Erforderliche Schritte →
A – Gib aus dem Text über die Friedenstaler Gärten wörtlich den Abschnitt zurück, der mit den Worten „Eine besondere Herausforderung“ beginnt und mit „Trägermedium ausgeführt ist.“ endet.
B – Entscheide für jede der folgenden Aussagen, ob sie mit dem Text über die Friedenstaler Gärten übereinstimmt, und belege jede Antwort mit einem wörtlichen Zitat aus diesem Text: (i) Das Nahwärmenetz ist etwa 4 km lang. (ii) Von der längsten Hauptleitung zweigen acht Teilstränge ab. (iii) Die Eigentumshäuser sind mit Fußbodenheizungen ausgestattet.
C – Führe den Text über die Friedenstaler Gärten im Anschluss an seinen letzten Satz weiter.

Ausgewählter Text →

○ ○ ○ ○

Im brandenburgischen Bernau bei Berlin entsteht derzeit moderner Wohnraum für Familien mit direkter Großstadtanbindung. Nur 6 km von der nordöstlichen Stadtgrenze der Bundeshauptstadt entfernt lässt Bonava Deutschland das Wohnquartier „Friedenstaler Gärten“ errichten. Von hier aus sind es wenige Fahrradminuten bis zum nahegelegenen Naturpark mit Wildtiergehege, aber auch lediglich 30 Minuten mit dem Zug oder der S-Bahn ins Berliner Stadtzentrum.

Die 164 modernen Einfamilien-, Doppel- und Reihenhäuser der Siedlung mit Gesamtflächen von 80 bis 147 m2 verfügen über drei bzw. vier Zimmer. Des Weiteren gehört zu jedem der Gebäude ein Garten mit Terrasse. Um einen hohen Wohnkomfort zu gewährleisten, sind die Eigentumshäuser mit Fußbodenheizungen und zusätzlichen Badheizkörpern ausgestattet.

Weit verzweigtes Nahwärmenetz

Eine besondere Herausforderung stellt die Wärmeversorgung des großflächigen Wohnquartiers für die Raumtemperierung und die Warmwasserbereitung dar. Die Basis hierfür bildet ein im Norden der Siedlung gelegener Fernwärmeanschluss der Stadtwerke Bernau mit einer Gesamtleistung von 1,3 MW. Der Energietransport zu den Wohnhäusern erfolgt über ein etwa 4 km langes Nahwärmenetz, das als Zwei-Leiter-System mit Heizwasser als Trägermedium ausgeführt ist.

„Die Übergabestation für die Fernwärme sollte zunächst in der Mitte des Wohngebiets platziert werden, um das Netz von dort aus sternförmig in alle Richtungen laufen zu lassen. Dies ermöglicht kurze Rohrleitungswege und geringe Rohrdurchmesser“, erklärt Gerd Lange, Geschäftsführer des Berliner Ingenieurbüros Lange Haustechnik. „Ein solches Strahlennetz war hier jedoch nicht realisierbar, etwa weil der Fernwärmeanschluss nicht so weit in die Siedlung verlegt werden konnte. Stattdessen wird ein Netz mit drei Hauptleitungen erstellt, von denen sich die längste von Norden nach Süden durch das gesamte Quartier erstreckt. Von dieser Trasse zweigen sechs Teilstränge mit Längen von bis zu 190 m in die einzelnen Straßen ab. Die Hausanschlüsse liegen direkt an der jeweiligen Verteilleitung und versorgen jedes Wohnhaus separat“.

○ ○ ○ ○

Extrahierte Informationen →
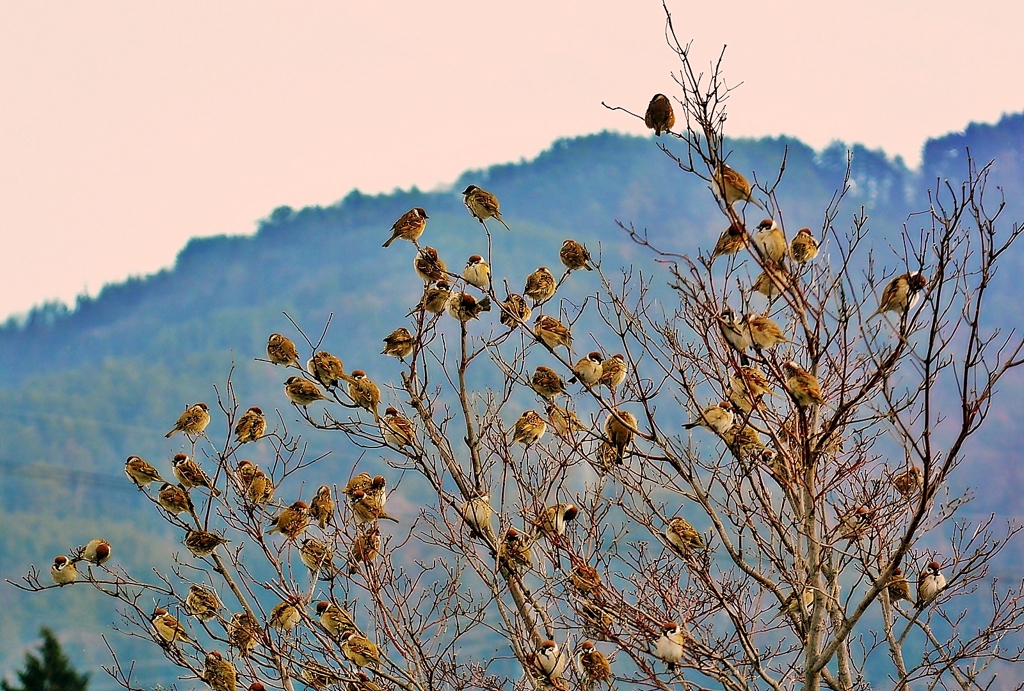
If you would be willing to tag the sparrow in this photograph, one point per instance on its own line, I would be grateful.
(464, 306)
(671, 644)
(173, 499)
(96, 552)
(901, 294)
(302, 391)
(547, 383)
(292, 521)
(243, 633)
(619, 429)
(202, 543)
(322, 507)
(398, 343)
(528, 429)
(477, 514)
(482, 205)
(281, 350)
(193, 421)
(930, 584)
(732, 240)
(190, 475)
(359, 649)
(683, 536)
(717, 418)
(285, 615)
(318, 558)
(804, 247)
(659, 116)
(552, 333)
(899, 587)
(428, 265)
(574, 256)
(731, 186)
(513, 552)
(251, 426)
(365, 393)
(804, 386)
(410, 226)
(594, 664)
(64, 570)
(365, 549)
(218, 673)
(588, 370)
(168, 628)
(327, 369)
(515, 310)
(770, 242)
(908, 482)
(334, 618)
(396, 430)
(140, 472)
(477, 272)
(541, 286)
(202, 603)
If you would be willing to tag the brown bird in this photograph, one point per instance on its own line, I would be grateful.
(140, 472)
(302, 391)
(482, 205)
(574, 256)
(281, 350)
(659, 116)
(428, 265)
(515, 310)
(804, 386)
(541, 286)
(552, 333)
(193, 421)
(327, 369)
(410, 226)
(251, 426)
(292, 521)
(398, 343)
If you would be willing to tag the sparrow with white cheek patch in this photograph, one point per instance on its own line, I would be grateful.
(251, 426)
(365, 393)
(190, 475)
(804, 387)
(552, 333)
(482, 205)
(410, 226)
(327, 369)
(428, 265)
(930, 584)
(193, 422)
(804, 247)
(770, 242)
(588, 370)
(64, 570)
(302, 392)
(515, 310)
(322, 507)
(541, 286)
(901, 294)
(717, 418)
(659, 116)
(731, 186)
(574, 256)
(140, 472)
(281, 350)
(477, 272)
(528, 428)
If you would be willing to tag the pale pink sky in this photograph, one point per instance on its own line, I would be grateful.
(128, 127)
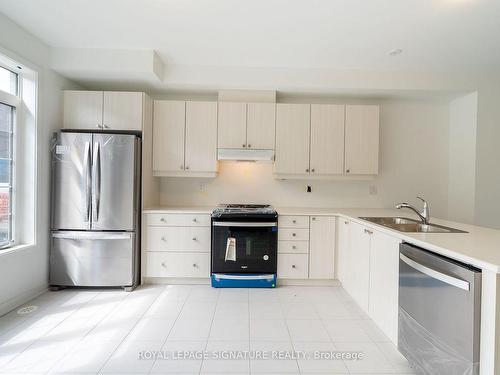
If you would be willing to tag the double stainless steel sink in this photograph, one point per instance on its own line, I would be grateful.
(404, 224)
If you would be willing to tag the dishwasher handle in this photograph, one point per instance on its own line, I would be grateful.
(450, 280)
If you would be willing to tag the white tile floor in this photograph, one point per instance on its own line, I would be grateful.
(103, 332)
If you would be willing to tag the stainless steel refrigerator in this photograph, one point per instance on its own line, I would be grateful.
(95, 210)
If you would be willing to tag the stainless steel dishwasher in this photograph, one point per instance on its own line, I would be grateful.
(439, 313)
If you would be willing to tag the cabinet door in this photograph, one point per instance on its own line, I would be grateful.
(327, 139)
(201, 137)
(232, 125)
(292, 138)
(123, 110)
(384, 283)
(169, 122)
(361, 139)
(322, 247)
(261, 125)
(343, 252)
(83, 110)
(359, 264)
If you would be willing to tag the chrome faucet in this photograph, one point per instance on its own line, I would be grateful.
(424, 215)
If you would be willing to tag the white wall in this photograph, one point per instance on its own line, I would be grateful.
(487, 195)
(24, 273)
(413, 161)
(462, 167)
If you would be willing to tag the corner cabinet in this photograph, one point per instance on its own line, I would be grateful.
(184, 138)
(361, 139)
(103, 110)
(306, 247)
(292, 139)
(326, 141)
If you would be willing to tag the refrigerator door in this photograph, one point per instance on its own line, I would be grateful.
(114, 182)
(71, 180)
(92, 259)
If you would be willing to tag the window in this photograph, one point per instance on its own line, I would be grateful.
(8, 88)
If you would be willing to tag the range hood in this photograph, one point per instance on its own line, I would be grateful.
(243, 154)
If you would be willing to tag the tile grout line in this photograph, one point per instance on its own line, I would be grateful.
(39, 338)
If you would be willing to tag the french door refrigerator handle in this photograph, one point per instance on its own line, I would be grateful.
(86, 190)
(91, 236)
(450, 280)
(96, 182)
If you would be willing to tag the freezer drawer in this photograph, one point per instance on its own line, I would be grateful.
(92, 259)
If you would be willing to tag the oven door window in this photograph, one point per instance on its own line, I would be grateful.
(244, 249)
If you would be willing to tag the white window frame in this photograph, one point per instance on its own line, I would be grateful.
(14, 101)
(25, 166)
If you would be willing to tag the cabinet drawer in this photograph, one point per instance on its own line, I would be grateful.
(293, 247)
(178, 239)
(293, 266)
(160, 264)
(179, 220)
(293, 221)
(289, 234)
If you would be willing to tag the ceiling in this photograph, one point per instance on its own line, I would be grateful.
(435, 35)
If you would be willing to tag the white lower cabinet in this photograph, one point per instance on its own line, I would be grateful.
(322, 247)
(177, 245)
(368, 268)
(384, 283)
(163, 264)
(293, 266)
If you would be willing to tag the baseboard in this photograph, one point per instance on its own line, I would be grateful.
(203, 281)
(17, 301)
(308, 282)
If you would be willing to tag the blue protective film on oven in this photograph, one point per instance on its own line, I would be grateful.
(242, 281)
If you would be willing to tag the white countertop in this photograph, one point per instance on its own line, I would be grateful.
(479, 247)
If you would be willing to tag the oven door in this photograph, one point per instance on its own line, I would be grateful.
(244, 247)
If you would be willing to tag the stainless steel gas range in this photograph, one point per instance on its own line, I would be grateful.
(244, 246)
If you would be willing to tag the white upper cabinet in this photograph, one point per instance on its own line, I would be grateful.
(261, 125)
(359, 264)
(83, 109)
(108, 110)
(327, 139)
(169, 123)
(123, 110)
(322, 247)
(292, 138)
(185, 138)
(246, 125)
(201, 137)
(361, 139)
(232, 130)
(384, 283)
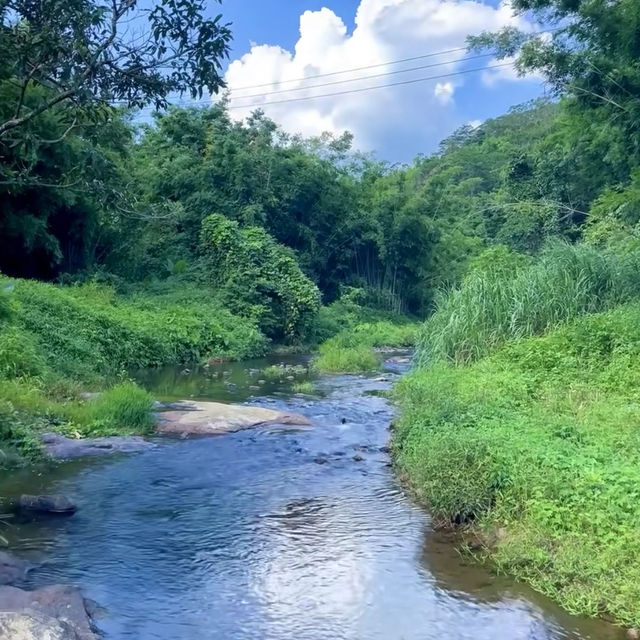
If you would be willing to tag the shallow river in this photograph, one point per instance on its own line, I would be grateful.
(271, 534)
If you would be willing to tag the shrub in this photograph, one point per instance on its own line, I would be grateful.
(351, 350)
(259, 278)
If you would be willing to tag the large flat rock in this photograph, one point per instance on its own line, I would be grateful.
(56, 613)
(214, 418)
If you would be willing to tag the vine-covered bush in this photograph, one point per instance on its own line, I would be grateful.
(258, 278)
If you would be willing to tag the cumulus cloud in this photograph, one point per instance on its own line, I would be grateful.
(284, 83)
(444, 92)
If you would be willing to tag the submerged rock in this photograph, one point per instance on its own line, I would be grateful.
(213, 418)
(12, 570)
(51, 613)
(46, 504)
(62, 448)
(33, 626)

○ ○ ○ ○

Ergebnisse →
A –
Eine besondere Herausforderung stellt die Wärmeversorgung des großflächigen Wohnquartiers für die Raumtemperierung und die Warmwasserbereitung dar. Die Basis hierfür bildet ein im Norden der Siedlung gelegener Fernwärmeanschluss der Stadtwerke Bernau mit einer Gesamtleistung von 1,3 MW. Der Energietransport zu den Wohnhäusern erfolgt über ein etwa 4 km langes Nahwärmenetz, das als Zwei-Leiter-System mit Heizwasser als Trägermedium ausgeführt ist.

B –
(i) Ja: „Der Energietransport zu den Wohnhäusern erfolgt über ein etwa 4 km langes Nahwärmenetz“
(ii) Nein: „Von dieser Trasse zweigen sechs Teilstränge mit Längen von bis zu 190 m in die einzelnen Straßen ab.“
(iii) Ja: „sind die Eigentumshäuser mit Fußbodenheizungen und zusätzlichen Badheizkörpern ausgestattet“

C –
Den hierfür erforderlichen Pumpendruck liefert eine energieeffiziente Doppel-Umwälzpumpe mit einer Förderleistung von 37,5 m3/h und einer Förderhöhe von 15 m. Das Nahwärmenetz sollte ursprünglich mit Stahlmantelrohren umgesetzt werden. Auf Anregung des Fachplaners entschieden sich die Projektverantwortlichen jedoch für deutlich leichter zu verlegende, hochgedämmte Kunststoffrohre, deren Einsatz durch die vergleichsweise niedrigen Systemtemperaturen von 75 °C im Vor- und 45 °C im Rücklauf ebenfalls möglich war. Die Rohre sorgten für weniger Aufwand bei der Planung der Trassen, etwa weil auf Hindernisse wie Bäume flexibel vor Ort reagiert werden kann.

Optimal abgestimmtes Rohrleitungssystem

So wird aktuell das gesamte Nahwärmenetz der „Friedenstaler Gärten“ mit den Rohren der Serie Ecoflex von Uponor umgesetzt. „Das Ziel war hier, so weit wie möglich Doppelrohre zu verwenden“, ergänzt Lange. „Durch die Kombination von Vor- und Rücklauf in einem Mantelrohr lassen sich Wärmeverluste reduzieren und die Gräben können schmaler ausgeführt werden. Außerdem sind durch die Parallelführung von Vor- und Rücklauf sämtliche Leitungen auf einer Höhe und damit gleichmäßig mit Erdreich überdeckt. Ebenso lassen sich Abzweige weitaus einfacher und schneller erstellen als mit Einzelrohren“.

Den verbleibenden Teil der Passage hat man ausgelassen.